## Exercice écrit 1
Relevez chaque ligne de la liste où figure le mot « lamp », en respectant la casse.

## Source
M. Jules Luys finit lui-même par dire : « J’ai été amené à considérer d’une façon générale le fonctionnement dynamique du cerveau comme n’étant qu’une amplification plus ou moins considérable du mode de fonctionnement des différentes régions de l’axe spinal. » Qu’est-ce que le fonctionnement « dynamique » du cerveau, sinon la sensation et la réaction motrice? La sensation et la volonté ne sont donc que « l’amplification » de ce qui se passe déjà dans la moelle. Les fonctions du cerveau se ramènent, selon M. Luys comme selon M. Vulpian, à des actions réflexes très compliquées; or ces actions réflexes du cerveau ont un revers mental, la sensation; donc, peut-on conclure, les actions réflexes de la moelle doivent avoir aussi un revers mental. « Le moral, disait Cabanis, est du physique retourné; » mais le physique, à son tour, et surtout le physiologique, est du moral retourné, car on peut soutenir tout aussi bien que c’est du côté de la sensation qu’est le véritable « endroit des choses, » et que les mouvemens sont de simples effets ou des rapports de sensations.

## Données enregistrées
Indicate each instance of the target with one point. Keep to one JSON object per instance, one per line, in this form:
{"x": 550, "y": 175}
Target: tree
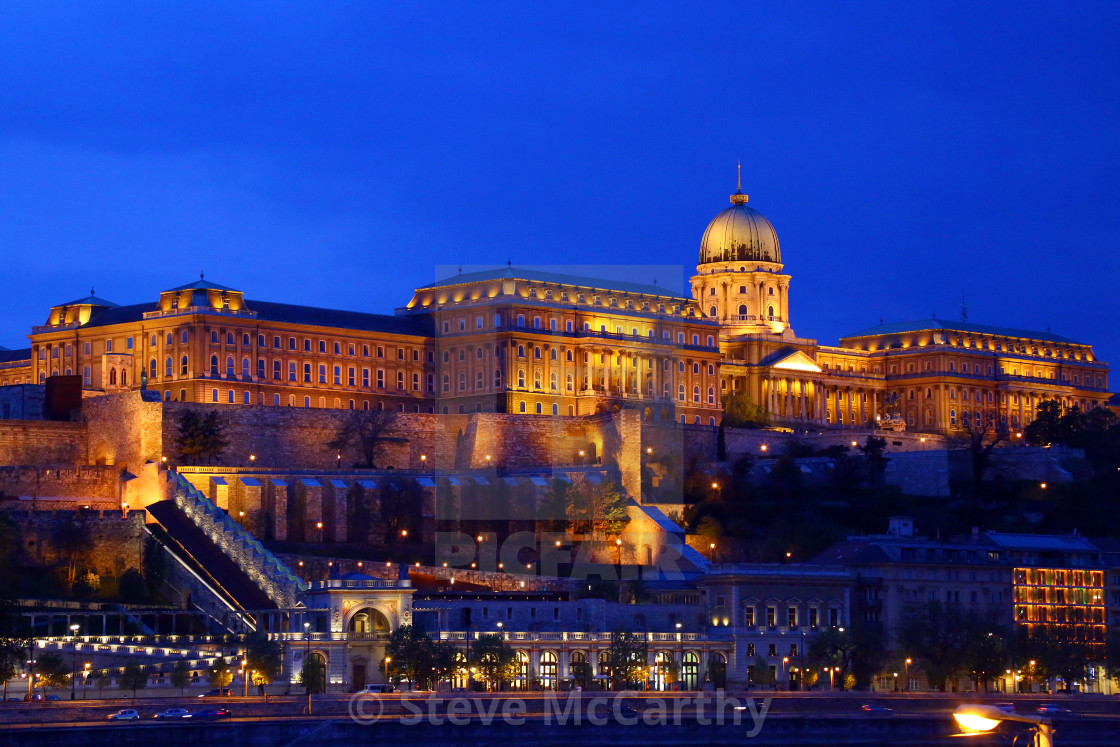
{"x": 52, "y": 672}
{"x": 628, "y": 653}
{"x": 364, "y": 431}
{"x": 218, "y": 675}
{"x": 494, "y": 660}
{"x": 263, "y": 657}
{"x": 739, "y": 411}
{"x": 132, "y": 587}
{"x": 399, "y": 505}
{"x": 180, "y": 675}
{"x": 411, "y": 655}
{"x": 133, "y": 678}
{"x": 938, "y": 636}
{"x": 313, "y": 675}
{"x": 201, "y": 438}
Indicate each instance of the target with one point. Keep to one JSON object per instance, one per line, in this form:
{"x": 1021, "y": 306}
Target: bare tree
{"x": 364, "y": 431}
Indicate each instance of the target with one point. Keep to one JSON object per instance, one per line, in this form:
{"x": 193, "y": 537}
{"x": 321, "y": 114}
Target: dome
{"x": 739, "y": 234}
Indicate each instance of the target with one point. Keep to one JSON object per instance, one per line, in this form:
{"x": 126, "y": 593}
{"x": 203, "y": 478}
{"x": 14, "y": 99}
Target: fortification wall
{"x": 43, "y": 444}
{"x": 114, "y": 540}
{"x": 94, "y": 485}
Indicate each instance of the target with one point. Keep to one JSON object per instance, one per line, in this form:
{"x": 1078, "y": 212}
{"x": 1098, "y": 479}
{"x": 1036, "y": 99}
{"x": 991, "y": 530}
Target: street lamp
{"x": 977, "y": 718}
{"x": 74, "y": 661}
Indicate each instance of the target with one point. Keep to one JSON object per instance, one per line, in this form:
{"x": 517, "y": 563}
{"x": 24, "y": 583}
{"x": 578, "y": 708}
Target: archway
{"x": 369, "y": 622}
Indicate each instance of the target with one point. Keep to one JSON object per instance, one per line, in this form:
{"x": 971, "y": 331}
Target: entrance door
{"x": 358, "y": 680}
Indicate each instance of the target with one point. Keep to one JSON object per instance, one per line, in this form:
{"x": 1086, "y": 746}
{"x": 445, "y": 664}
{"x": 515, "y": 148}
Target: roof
{"x": 90, "y": 300}
{"x": 311, "y": 315}
{"x": 289, "y": 314}
{"x": 8, "y": 356}
{"x": 202, "y": 283}
{"x": 939, "y": 325}
{"x": 540, "y": 276}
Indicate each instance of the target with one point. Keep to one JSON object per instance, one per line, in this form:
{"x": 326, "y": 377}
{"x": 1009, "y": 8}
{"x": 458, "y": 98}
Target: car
{"x": 216, "y": 692}
{"x": 875, "y": 708}
{"x": 1052, "y": 708}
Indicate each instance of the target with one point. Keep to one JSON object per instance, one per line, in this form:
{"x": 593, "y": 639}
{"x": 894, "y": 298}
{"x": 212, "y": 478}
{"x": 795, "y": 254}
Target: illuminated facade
{"x": 535, "y": 343}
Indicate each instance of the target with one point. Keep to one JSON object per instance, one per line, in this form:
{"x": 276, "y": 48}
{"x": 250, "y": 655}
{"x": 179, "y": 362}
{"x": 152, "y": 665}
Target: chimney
{"x": 901, "y": 526}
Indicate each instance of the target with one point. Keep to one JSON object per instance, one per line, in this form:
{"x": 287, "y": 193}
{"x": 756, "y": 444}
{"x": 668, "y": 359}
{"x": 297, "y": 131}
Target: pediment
{"x": 795, "y": 361}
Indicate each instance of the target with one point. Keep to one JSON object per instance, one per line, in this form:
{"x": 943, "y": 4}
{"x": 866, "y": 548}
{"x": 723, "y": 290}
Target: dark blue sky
{"x": 336, "y": 153}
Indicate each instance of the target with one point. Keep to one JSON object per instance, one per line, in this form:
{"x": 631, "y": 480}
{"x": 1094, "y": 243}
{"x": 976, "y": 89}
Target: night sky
{"x": 910, "y": 155}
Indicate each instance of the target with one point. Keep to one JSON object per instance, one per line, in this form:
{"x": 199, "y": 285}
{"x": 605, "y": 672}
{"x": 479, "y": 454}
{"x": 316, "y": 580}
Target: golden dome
{"x": 739, "y": 234}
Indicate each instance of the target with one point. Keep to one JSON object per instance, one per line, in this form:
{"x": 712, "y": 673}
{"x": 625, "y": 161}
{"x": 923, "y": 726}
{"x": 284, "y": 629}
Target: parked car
{"x": 1052, "y": 708}
{"x": 875, "y": 708}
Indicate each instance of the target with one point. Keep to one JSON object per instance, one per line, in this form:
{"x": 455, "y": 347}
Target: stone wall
{"x": 115, "y": 539}
{"x": 96, "y": 485}
{"x": 43, "y": 444}
{"x": 124, "y": 429}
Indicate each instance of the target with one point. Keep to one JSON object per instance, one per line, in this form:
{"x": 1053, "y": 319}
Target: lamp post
{"x": 74, "y": 661}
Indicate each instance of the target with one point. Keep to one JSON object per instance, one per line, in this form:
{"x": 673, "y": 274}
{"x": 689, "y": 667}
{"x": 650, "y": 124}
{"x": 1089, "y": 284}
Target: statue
{"x": 890, "y": 416}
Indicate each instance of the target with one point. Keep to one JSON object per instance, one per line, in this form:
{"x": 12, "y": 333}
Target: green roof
{"x": 940, "y": 325}
{"x": 539, "y": 276}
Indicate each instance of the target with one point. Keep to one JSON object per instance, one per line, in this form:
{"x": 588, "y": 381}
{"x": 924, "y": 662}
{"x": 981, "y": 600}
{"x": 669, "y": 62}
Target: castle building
{"x": 533, "y": 343}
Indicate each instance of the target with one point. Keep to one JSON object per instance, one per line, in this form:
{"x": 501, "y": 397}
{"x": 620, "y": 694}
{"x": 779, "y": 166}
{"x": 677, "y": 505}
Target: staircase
{"x": 229, "y": 556}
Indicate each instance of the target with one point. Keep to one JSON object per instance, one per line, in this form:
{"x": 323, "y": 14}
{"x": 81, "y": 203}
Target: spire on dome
{"x": 738, "y": 197}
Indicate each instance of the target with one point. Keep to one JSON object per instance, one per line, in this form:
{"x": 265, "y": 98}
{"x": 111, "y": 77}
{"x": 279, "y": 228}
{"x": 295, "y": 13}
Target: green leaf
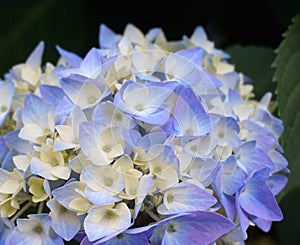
{"x": 287, "y": 76}
{"x": 254, "y": 62}
{"x": 287, "y": 230}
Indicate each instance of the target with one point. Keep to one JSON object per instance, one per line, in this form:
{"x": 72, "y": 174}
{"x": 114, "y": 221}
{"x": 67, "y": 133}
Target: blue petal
{"x": 3, "y": 149}
{"x": 35, "y": 58}
{"x": 257, "y": 198}
{"x": 20, "y": 145}
{"x": 52, "y": 94}
{"x": 198, "y": 228}
{"x": 36, "y": 111}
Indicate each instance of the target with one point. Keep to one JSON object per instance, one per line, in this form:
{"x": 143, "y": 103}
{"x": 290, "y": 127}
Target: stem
{"x": 151, "y": 214}
{"x": 41, "y": 206}
{"x": 21, "y": 211}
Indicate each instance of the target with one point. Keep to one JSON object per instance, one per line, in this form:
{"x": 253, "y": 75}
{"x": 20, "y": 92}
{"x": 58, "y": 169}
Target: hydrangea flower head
{"x": 141, "y": 141}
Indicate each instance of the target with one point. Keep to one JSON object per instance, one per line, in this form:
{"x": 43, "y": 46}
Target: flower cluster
{"x": 142, "y": 141}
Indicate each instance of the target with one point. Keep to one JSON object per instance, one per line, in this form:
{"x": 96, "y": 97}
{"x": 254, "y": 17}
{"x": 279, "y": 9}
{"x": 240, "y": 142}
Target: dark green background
{"x": 73, "y": 24}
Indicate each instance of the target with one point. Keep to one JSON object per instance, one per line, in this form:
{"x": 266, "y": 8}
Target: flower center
{"x": 170, "y": 198}
{"x": 106, "y": 148}
{"x": 139, "y": 107}
{"x": 38, "y": 229}
{"x": 118, "y": 116}
{"x": 157, "y": 170}
{"x": 92, "y": 100}
{"x": 109, "y": 214}
{"x": 47, "y": 131}
{"x": 108, "y": 181}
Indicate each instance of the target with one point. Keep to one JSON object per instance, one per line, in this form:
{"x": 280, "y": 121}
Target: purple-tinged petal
{"x": 52, "y": 94}
{"x": 36, "y": 111}
{"x": 3, "y": 149}
{"x": 276, "y": 183}
{"x": 199, "y": 228}
{"x": 20, "y": 145}
{"x": 257, "y": 198}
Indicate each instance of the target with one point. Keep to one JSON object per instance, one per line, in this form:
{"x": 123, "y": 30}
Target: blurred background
{"x": 248, "y": 30}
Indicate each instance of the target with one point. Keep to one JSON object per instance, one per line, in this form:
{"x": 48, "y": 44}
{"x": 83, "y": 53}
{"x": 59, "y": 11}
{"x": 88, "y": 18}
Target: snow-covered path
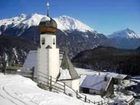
{"x": 18, "y": 90}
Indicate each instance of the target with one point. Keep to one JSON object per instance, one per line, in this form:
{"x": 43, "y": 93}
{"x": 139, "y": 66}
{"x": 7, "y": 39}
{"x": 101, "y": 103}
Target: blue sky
{"x": 105, "y": 16}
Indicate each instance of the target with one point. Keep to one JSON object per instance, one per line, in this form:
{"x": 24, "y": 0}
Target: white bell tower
{"x": 48, "y": 54}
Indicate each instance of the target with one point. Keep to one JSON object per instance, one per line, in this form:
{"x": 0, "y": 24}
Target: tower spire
{"x": 48, "y": 7}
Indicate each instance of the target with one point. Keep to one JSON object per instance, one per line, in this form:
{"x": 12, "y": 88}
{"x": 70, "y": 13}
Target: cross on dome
{"x": 48, "y": 7}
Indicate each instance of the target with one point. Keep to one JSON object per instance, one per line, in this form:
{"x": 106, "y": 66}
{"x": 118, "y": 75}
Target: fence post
{"x": 85, "y": 98}
{"x": 50, "y": 87}
{"x": 64, "y": 88}
{"x": 77, "y": 94}
{"x": 33, "y": 71}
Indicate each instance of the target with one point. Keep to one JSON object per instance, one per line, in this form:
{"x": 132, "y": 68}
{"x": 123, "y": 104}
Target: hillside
{"x": 18, "y": 90}
{"x": 110, "y": 59}
{"x": 13, "y": 50}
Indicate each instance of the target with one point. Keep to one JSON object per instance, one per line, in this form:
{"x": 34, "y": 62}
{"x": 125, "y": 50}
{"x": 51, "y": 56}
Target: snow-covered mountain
{"x": 64, "y": 22}
{"x": 125, "y": 34}
{"x": 126, "y": 38}
{"x": 69, "y": 23}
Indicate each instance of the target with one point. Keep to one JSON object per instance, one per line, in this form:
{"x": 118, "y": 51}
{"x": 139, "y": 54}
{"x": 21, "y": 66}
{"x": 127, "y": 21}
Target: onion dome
{"x": 47, "y": 26}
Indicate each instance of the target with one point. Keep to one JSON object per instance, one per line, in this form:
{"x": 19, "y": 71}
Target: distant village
{"x": 53, "y": 70}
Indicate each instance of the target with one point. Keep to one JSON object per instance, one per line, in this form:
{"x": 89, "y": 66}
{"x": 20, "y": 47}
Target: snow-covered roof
{"x": 96, "y": 82}
{"x": 45, "y": 19}
{"x": 123, "y": 99}
{"x": 68, "y": 66}
{"x": 108, "y": 74}
{"x": 116, "y": 75}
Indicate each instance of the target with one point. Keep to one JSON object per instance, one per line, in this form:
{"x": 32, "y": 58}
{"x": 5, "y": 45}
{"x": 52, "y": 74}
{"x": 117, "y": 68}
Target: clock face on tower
{"x": 47, "y": 26}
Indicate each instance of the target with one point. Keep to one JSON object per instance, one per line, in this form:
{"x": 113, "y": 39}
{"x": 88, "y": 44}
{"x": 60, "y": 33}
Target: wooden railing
{"x": 51, "y": 84}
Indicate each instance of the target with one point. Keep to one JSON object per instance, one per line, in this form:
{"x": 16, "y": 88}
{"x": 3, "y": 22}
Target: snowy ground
{"x": 18, "y": 90}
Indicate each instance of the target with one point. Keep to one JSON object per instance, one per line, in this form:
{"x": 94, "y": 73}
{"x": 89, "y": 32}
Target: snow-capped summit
{"x": 69, "y": 23}
{"x": 64, "y": 22}
{"x": 126, "y": 33}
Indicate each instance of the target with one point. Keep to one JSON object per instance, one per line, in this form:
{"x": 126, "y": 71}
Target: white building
{"x": 48, "y": 54}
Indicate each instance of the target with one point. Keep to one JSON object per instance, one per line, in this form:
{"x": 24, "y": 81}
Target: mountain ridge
{"x": 125, "y": 34}
{"x": 64, "y": 22}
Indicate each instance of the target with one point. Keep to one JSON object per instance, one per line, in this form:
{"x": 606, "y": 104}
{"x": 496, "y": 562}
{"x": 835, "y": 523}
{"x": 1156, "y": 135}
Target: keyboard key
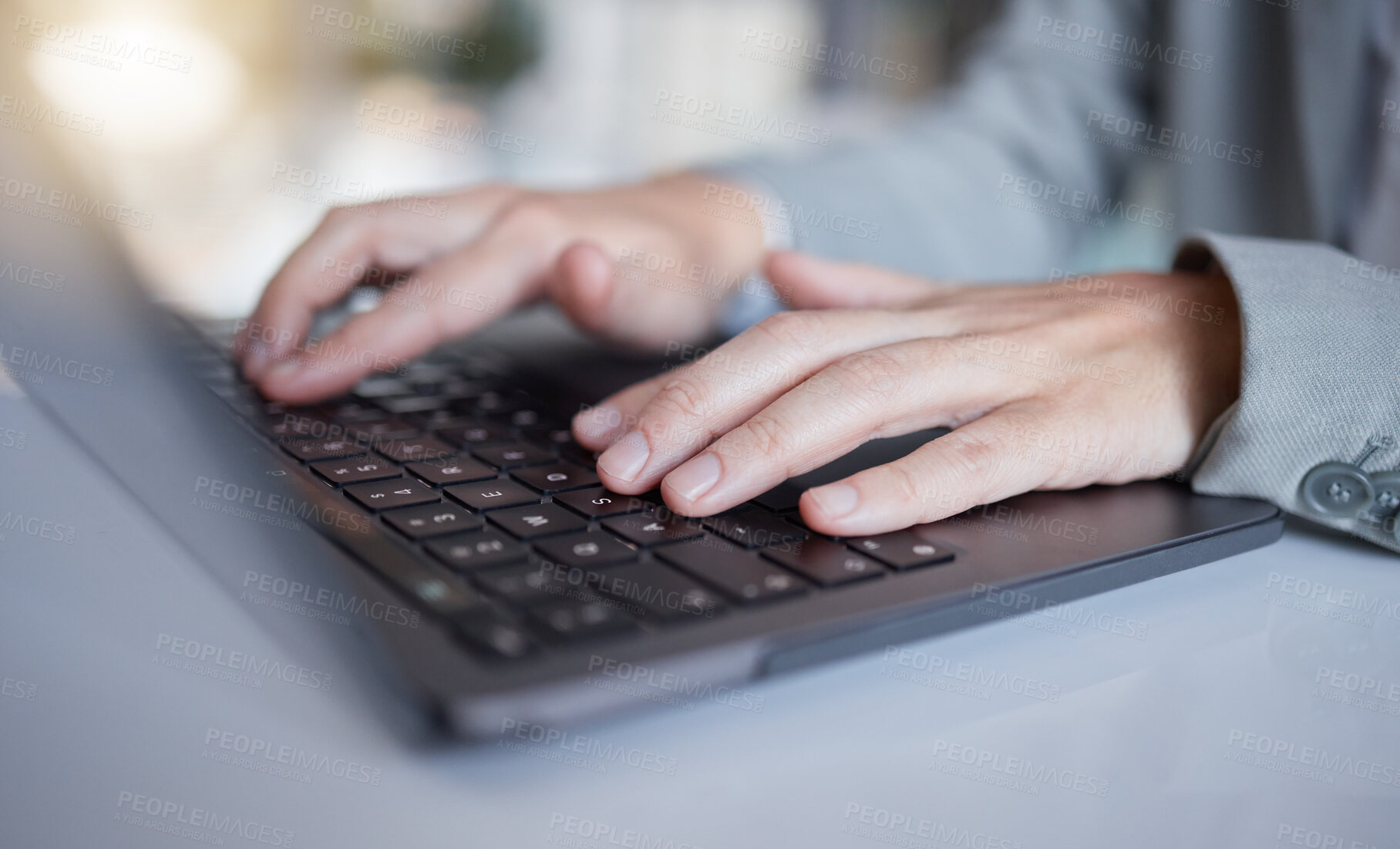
{"x": 825, "y": 562}
{"x": 476, "y": 435}
{"x": 413, "y": 404}
{"x": 537, "y": 520}
{"x": 653, "y": 590}
{"x": 387, "y": 495}
{"x": 735, "y": 572}
{"x": 352, "y": 413}
{"x": 380, "y": 430}
{"x": 355, "y": 470}
{"x": 416, "y": 449}
{"x": 585, "y": 550}
{"x": 756, "y": 528}
{"x": 556, "y": 477}
{"x": 439, "y": 419}
{"x": 451, "y": 470}
{"x": 381, "y": 386}
{"x": 580, "y": 619}
{"x": 492, "y": 632}
{"x": 902, "y": 550}
{"x": 531, "y": 583}
{"x": 780, "y": 499}
{"x": 510, "y": 456}
{"x": 311, "y": 450}
{"x": 600, "y": 504}
{"x": 654, "y": 528}
{"x": 432, "y": 520}
{"x": 490, "y": 495}
{"x": 472, "y": 551}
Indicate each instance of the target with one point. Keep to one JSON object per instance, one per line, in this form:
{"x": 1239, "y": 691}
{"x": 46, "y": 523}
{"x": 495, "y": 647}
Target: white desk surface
{"x": 1249, "y": 715}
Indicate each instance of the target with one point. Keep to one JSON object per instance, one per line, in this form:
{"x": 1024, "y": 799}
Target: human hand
{"x": 1045, "y": 387}
{"x": 493, "y": 248}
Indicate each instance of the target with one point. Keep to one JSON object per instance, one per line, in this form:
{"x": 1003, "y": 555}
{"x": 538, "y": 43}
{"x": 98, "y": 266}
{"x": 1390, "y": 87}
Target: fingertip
{"x": 581, "y": 283}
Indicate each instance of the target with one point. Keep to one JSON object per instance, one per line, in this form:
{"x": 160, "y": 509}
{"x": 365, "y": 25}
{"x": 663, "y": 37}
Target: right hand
{"x": 497, "y": 247}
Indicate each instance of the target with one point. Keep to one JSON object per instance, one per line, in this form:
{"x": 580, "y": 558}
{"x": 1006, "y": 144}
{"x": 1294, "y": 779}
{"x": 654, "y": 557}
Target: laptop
{"x": 440, "y": 524}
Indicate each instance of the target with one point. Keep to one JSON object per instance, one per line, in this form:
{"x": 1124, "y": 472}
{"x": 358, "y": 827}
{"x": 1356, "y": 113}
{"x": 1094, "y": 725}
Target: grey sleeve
{"x": 933, "y": 195}
{"x": 1319, "y": 377}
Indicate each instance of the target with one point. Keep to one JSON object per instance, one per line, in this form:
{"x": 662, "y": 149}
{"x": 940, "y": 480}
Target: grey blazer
{"x": 1255, "y": 122}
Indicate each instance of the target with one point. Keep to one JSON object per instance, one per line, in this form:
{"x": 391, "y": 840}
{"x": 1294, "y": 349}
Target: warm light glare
{"x": 157, "y": 86}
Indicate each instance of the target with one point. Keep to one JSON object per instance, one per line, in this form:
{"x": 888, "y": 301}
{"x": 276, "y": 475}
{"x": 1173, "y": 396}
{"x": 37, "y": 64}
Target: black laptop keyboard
{"x": 489, "y": 494}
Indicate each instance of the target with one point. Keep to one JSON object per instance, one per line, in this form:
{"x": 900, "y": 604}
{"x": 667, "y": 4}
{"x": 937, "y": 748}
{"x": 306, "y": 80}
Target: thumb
{"x": 808, "y": 282}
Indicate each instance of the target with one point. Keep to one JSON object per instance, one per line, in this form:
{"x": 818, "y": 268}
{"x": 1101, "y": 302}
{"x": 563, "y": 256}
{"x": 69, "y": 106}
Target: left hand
{"x": 1055, "y": 386}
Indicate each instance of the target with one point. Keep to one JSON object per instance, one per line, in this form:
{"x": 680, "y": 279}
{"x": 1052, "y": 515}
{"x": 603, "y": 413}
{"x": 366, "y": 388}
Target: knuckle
{"x": 765, "y": 436}
{"x": 679, "y": 405}
{"x": 531, "y": 214}
{"x": 877, "y": 372}
{"x": 794, "y": 328}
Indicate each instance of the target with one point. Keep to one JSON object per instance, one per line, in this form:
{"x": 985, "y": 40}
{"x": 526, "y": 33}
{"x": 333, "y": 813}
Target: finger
{"x": 974, "y": 464}
{"x": 583, "y": 285}
{"x": 883, "y": 391}
{"x": 809, "y": 282}
{"x": 444, "y": 298}
{"x": 350, "y": 240}
{"x": 727, "y": 386}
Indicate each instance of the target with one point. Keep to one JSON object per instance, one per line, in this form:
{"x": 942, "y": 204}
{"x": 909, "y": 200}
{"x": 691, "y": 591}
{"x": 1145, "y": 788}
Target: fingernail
{"x": 255, "y": 363}
{"x": 283, "y": 372}
{"x": 626, "y": 457}
{"x": 696, "y": 477}
{"x": 835, "y": 499}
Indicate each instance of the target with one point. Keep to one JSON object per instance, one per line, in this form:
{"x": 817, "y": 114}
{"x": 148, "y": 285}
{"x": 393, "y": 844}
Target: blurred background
{"x": 230, "y": 128}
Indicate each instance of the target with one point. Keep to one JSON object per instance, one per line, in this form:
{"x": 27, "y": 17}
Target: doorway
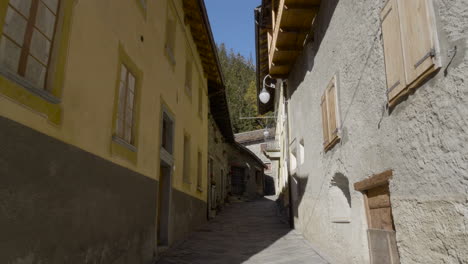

## Exercice écrit 2
Répondez aux questions suivantes d'après la source.
(a) Selon M. Luys, le fonctionnement dynamique du cerveau n'est qu'une amplification de quoi ?
(b) À quoi se ramènent les fonctions du cerveau selon M. Luys et M. Vulpian ?
(c) Que disait Cabanis du moral ?

## Réponse 1
Target: street lamp
Target: lamp post

## Réponse 2
(a) Du mode de fonctionnement des différentes régions de l'axe spinal.
(b) À des actions réflexes très compliquées.
(c) Qu'il est du physique retourné.